*LESETEXT*:
Gerade auch mit Blick auf die Digitalisierung im Kontext sozialwirtschaftlicher Organisationen erachte ich diese Haltung als deutlich zukunftsfähiger als eine negative, warnende, ablehnende Haltung aller technologischen Neuerungen gegenüber.

Entsprechend interessant ausgeführt sind die Darstellungen der Gespräche mit den unterschiedlichen ExpertInnen aus dem Digitalisierungs- und „New Work“ Kontext im zweiten Teil des Buchs. Hier werden sehr unterschiedliche individuelle ebenso wie organisationale Strategien und Herangehensweisen im Umgang mit neuen Technologien und Arbeitsweisen dargestellt und diskutiert. Beispielsweise schildert der Autor eindrücklich seine (nicht nur positiven) Erfahrungen mit dem Gebrauch eines sog. „dumb phones“, also einem Mobiltelefon, dass nur Telefonieren und SMS versenden kann. Auch die übergreifenden Schilderungen, wie Organisationen langsam und kontinuierlich verändert werden können, um digitale Kommunikation für alle Beteiligten sinnvoll zu ermöglichen, gehen über die Schilderung von Allgemeinplätzen weit heraus. Interessant ist auch der Blick in die Zukunft virtueller Realität mit Überlegungen, ob mehr Technisierung zu einer besseren Arbeit führen kann. Albers schließt das Buch mit einem kritischen Ausblick auf die Gegenwart und die Zukunft und führt noch einmal die Kernaussagen zusammen.

*BEREITGESTELLTE DATEN*:

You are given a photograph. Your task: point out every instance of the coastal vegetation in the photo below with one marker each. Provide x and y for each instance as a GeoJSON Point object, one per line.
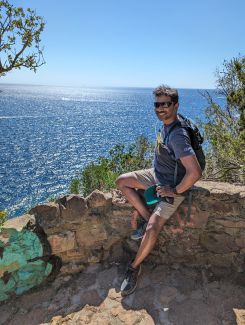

*ÜBUNGSAUFGABEN*:
**a.** Stimmen die folgenden Aussagen mit dem Lesetext überein? Antworten Sie jeweils mit Ja oder Nein und belegen Sie Ihre Antwort mit einem wörtlichen Zitat.
(i) Der Autor hat mit dem Gebrauch eines „dumb phones“ ausschließlich gute Erfahrungen gemacht.
(ii) Die Gespräche mit den ExpertInnen werden im zweiten Teil des Buchs dargestellt.
(iii) Das Buch endet mit einem kritischen Ausblick auf Gegenwart und Zukunft.
**b.** Nennen Sie alle Adjektive, mit denen der erste Satz des Lesetextes die Haltung gegenüber technologischen Neuerungen beschreibt, die als weniger zukunftsfähig gilt.
Stützen Sie sich ausschließlich auf den Lesetext.

*LÖSUNGEN*:
**a.**
(i) Nein: „seine (nicht nur positiven) Erfahrungen mit dem Gebrauch eines sog. „dumb phones““
(ii) Ja: „die Darstellungen der Gespräche mit den unterschiedlichen ExpertInnen aus dem Digitalisierungs- und „New Work“ Kontext im zweiten Teil des Buchs“
(iii) Ja: „Albers schließt das Buch mit einem kritischen Ausblick auf die Gegenwart und die Zukunft“

**b.** negative, warnende, ablehnende